§ **ROWS**:
* * * *
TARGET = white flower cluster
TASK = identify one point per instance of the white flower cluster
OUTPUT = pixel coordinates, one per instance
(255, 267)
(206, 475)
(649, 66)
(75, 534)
* * * *
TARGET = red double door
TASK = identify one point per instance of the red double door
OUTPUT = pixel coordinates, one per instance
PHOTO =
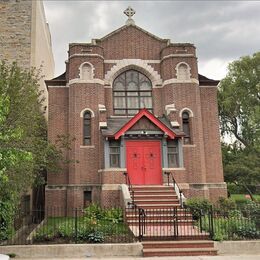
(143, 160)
* * * *
§ **TASK STATEMENT**: Count the lines in the entries above that contain the word "identify". Reply with the number alone.

§ **SOLUTION TO THE EXERCISE**: 2